→ **What you are asked to do**
Rewrite only the stretch of the records from the line containing "find each thin twig" through the line containing "[797,476,858,516]", keeping each request unchanged and multiplying every bounding-box coordinate by 2.5. Round each result to a whole number, with halves rounded up.

→ **Records provided**

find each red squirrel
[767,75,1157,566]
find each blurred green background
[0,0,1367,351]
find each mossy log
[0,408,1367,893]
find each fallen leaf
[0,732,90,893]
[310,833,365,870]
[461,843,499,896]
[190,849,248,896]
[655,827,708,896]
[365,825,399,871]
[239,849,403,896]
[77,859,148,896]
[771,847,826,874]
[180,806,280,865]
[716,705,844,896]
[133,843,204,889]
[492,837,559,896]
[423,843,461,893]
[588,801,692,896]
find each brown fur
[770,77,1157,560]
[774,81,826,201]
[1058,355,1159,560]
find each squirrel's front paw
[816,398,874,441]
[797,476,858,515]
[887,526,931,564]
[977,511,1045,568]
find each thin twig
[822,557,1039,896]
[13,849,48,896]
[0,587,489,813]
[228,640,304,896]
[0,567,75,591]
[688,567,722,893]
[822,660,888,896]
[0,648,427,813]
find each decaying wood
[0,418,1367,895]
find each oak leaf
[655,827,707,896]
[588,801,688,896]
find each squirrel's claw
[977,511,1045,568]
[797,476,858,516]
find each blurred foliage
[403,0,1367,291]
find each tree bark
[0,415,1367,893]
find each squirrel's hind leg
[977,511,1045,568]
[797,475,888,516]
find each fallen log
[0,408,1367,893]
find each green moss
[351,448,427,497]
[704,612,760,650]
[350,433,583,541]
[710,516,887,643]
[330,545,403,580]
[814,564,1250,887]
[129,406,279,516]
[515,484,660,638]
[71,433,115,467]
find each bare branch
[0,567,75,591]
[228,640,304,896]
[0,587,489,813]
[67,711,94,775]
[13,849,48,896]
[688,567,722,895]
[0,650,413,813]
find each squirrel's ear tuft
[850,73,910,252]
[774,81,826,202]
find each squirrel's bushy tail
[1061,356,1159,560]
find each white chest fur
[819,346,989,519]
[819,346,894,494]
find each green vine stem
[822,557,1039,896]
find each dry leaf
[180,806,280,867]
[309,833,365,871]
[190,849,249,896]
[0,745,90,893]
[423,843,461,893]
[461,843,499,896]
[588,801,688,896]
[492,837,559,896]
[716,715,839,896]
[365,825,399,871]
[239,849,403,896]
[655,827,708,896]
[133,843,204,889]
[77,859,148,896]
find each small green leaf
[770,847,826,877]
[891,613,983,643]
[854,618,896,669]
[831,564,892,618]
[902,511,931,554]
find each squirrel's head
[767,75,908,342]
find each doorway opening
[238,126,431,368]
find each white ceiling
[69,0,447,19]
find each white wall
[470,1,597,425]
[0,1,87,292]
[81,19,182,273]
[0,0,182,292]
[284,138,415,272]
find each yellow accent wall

→ **Completed exercise**
find each thin twig
[2055,1393,2598,2240]
[33,2123,120,2240]
[0,1468,1223,2033]
[570,1600,760,2240]
[0,1418,188,1478]
[1720,1418,1805,2233]
[2055,1650,2220,2240]
[0,1620,1068,2033]
find each decaying wood
[0,1045,3418,2238]
find each oak leaf
[1638,2068,1768,2240]
[1470,2003,1720,2240]
find each squirrel's claw
[2443,1278,2613,1420]
[1993,1190,2145,1290]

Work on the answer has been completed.